## [Dataset excerpts]
━━━━━━━━━━━━━━━━━━━━━━━━━━━━━━

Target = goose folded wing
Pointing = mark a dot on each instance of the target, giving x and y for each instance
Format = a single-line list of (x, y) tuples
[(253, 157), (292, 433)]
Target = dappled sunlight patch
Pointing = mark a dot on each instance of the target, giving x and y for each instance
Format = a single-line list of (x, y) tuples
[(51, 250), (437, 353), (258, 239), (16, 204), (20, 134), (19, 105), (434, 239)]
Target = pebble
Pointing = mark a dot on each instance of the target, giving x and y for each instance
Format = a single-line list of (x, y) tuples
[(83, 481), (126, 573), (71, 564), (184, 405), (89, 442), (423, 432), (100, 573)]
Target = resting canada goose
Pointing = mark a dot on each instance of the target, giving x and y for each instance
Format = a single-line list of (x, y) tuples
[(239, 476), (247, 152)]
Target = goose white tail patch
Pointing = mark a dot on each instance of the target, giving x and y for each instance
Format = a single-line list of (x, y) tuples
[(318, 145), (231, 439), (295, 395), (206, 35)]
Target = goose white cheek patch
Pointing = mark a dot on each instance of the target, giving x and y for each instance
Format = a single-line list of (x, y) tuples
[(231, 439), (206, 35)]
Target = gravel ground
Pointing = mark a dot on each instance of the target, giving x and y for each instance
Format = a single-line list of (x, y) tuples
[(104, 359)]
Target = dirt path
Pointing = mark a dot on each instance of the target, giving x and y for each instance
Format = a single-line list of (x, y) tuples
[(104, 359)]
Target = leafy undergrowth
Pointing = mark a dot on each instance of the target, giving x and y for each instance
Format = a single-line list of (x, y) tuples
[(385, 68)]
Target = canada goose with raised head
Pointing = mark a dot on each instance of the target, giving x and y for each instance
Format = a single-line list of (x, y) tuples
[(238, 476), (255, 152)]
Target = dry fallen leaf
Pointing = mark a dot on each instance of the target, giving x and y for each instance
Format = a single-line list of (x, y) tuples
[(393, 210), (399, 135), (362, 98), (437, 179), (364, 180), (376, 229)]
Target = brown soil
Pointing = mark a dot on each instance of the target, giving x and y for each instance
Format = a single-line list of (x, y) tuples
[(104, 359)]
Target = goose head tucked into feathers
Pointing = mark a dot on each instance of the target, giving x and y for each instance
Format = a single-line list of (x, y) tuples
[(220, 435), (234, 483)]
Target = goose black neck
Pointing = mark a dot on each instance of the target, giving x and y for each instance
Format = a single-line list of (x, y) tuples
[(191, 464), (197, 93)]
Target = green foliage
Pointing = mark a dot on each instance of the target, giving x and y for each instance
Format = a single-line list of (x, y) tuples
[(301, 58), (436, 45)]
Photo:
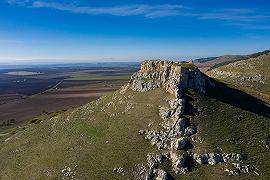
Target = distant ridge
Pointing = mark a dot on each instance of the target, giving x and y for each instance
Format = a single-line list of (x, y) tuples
[(210, 63)]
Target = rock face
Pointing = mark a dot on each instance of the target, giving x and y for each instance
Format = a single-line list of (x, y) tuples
[(173, 76), (176, 133)]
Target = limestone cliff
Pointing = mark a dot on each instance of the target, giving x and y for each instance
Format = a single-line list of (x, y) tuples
[(173, 76)]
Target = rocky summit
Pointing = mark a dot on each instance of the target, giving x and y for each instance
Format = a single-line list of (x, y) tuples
[(172, 76), (177, 134), (170, 121)]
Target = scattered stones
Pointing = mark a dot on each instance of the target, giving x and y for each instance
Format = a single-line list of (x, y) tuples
[(179, 163), (232, 172), (179, 143), (178, 133), (238, 169), (68, 173), (161, 175), (119, 170)]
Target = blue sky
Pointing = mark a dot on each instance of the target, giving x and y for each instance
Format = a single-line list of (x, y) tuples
[(124, 30)]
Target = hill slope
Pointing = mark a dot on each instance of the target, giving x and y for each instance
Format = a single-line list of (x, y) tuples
[(206, 63), (252, 74), (107, 138)]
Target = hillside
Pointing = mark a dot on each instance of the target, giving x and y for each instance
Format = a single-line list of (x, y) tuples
[(252, 74), (169, 122), (206, 63)]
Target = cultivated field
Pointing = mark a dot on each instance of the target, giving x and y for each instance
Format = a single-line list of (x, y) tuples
[(54, 89)]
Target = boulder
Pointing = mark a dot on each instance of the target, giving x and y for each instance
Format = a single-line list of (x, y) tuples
[(179, 143), (161, 175)]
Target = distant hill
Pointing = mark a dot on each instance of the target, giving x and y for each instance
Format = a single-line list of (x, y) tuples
[(252, 73), (207, 63), (169, 122)]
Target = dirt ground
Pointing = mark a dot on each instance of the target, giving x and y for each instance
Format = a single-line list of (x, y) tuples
[(66, 95)]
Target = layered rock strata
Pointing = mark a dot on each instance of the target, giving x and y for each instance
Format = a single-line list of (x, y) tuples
[(177, 133), (172, 76)]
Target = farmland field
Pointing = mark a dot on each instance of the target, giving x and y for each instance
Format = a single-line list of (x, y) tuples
[(24, 96)]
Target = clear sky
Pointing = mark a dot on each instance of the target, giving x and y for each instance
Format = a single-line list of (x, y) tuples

━━━━━━━━━━━━━━━━━━━━━━━━━━━━━━

## [Task brief]
Give back the whole listing exactly, without pictures.

## [Solution below]
Target = goose folded wing
Pointing = mark a dot on each instance of the target, giving x and y for each instance
Format = a single-line list of (x, y) tuples
[(253, 157), (292, 433)]
Target = dappled sunlight patch
Pointing = mark a dot on each instance of the target, giving x and y for each instance
Format = a single-line list of (x, y) tuples
[(51, 250), (437, 353), (258, 239), (16, 204), (20, 134), (19, 105), (434, 239)]
Target = pebble
Pointing = mark a dot on each instance of the target, giving x and y for each instance
Format = a single-line list of (x, y) tuples
[(83, 481), (126, 573), (71, 564), (184, 405), (89, 442), (423, 432), (100, 573)]
Target = resting canada goose
Pointing = mark a dot on each instance of the target, giving x and y for each instance
Format = a single-line list of (x, y) tuples
[(239, 476), (247, 152)]
Target = goose white tail patch
Pointing = mark a dot on each instance of the target, giving x and y for each instance
Format = a single-line list of (x, y) tuples
[(318, 145), (231, 439), (295, 395), (206, 35)]
Target = goose white cheek patch
Pointing = mark a dot on each instance of the target, giving x and y for each instance
Format = a single-line list of (x, y) tuples
[(231, 439), (206, 35)]
Target = gravel ground
Pointing = mark a dot on each instance of the target, giving x and y for each instance
Format = a single-line list of (x, y) tuples
[(104, 359)]
Target = dirt path
Pointing = mark a dot on each instance of the target, giving x and y for each instance
Format = a single-line list of (x, y) tuples
[(104, 359)]
Target = leafy undergrowth
Pointing = mark a dot on each instance of the target, giving x and y for each instance
Format = a single-line list of (x, y) tuples
[(385, 68)]
Target = canada goose with raised head
Pointing = mark a dot on each instance of the target, giving x and y for each instance
Format = a single-line list of (x, y) tuples
[(238, 476), (255, 152)]
Target = dry fallen leaf
Pointing = mark a dot on each instance of the target, giving x and y for each instance
Format = a single-line list of (x, y) tuples
[(393, 210), (399, 135), (362, 98), (437, 179), (364, 180), (376, 229)]
Target = brown soil
Pointing = mark a dot on each instance of the target, giving x and y for each instance
Format = a single-line list of (x, y) tuples
[(104, 359)]
Target = goose head tucked into feathers
Pointing = mark a dot on each instance of the target, giving x and y for each instance
Format = a single-line list of (x, y) tuples
[(220, 435), (234, 483)]
Target = goose black neck
Pointing = mark a dot on each instance of the target, giving x and y for each instance
Format = a single-line list of (x, y) tuples
[(191, 464), (197, 93)]
Target = green foliage
Pointing = mark a dot on each instance of the target, giving x and y for each instance
Format = a single-line list of (x, y) tuples
[(301, 58), (436, 45)]
Photo:
Target = distant ridge
Pointing = mark a dot on each instance of the target, giving x and y for each instance
Format = a single-line list of (x, y) tuples
[(210, 63)]
Target = rock face
Pointing = mark a dot on each instance of the target, giving x and y for each instance
Format = a single-line list of (x, y) tuples
[(173, 76), (176, 133)]
Target = limestone cliff
Pointing = mark a dot on each instance of the target, giving x and y for each instance
Format = a single-line list of (x, y) tuples
[(173, 76)]
Target = rocky summit
Pointing = mark a dot on each instance of the target, giving x and y for each instance
Format = a single-line list of (x, y) tuples
[(172, 76), (177, 134), (170, 121)]
Target = scattered stones
Pointing = mark a dot on each instance of the target, giving x and y for each instance
Format = a single-line list of (x, y) tuples
[(179, 163), (232, 172), (179, 143), (178, 133), (238, 169), (68, 173), (161, 175), (119, 170)]
Target = blue sky
Pointing = mark a dot on each instance of the target, giving x and y for each instance
Format = a single-line list of (x, y) tuples
[(124, 30)]
Target = hill slope
Pointing = mark a dot on each instance of the target, giving x and y for each instance
Format = a single-line list of (x, y) tuples
[(206, 63), (252, 74), (107, 138)]
Target = hillside
Pointing = mark a dot on each instance of the target, giving x and y for each instance
Format = a single-line list of (x, y) tuples
[(252, 74), (169, 122), (206, 63)]
Target = cultivated field
Pointing = mark a dot on each instance of the target, giving x and y for each instance
Format = a single-line list of (x, y) tuples
[(54, 89)]
Target = boulder
Pointing = mark a dot on each instance of the target, giving x and y for each instance
Format = a single-line list of (x, y) tuples
[(179, 143), (161, 175)]
Target = distant hill
Pointing = mark a dot on each instance of the target, giving x and y for each instance
Format = a single-line list of (x, y) tuples
[(252, 73), (207, 63), (169, 122)]
Target = dirt ground
Pointing = mark a dot on each instance of the target, giving x and y for each instance
Format = a single-line list of (x, y) tuples
[(66, 95)]
Target = layered rock strata
Pointing = mark a dot on each instance of the target, giving x and y for each instance
Format = a single-line list of (x, y) tuples
[(177, 133), (172, 76)]
Target = farmland field
Pointing = mark a dot on each instance of the target, giving x and y for each instance
Format = a single-line list of (x, y) tuples
[(24, 96)]
Target = clear sky
Pointing = mark a dot on each instance of the target, giving x and y for each instance
Format = a single-line list of (x, y) tuples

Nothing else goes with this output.